DATA FOR THIS EXERCISE |
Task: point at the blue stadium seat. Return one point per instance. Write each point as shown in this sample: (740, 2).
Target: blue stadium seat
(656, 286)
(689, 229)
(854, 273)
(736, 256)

TASK | Each line of the data should be reproduced exactly as it appears.

YOUR SOLUTION |
Task: point at the blue stadium seat. Return one point per instance. Write each point as shown in this sample: (740, 2).
Target: blue stadium seat
(656, 286)
(689, 229)
(854, 273)
(736, 256)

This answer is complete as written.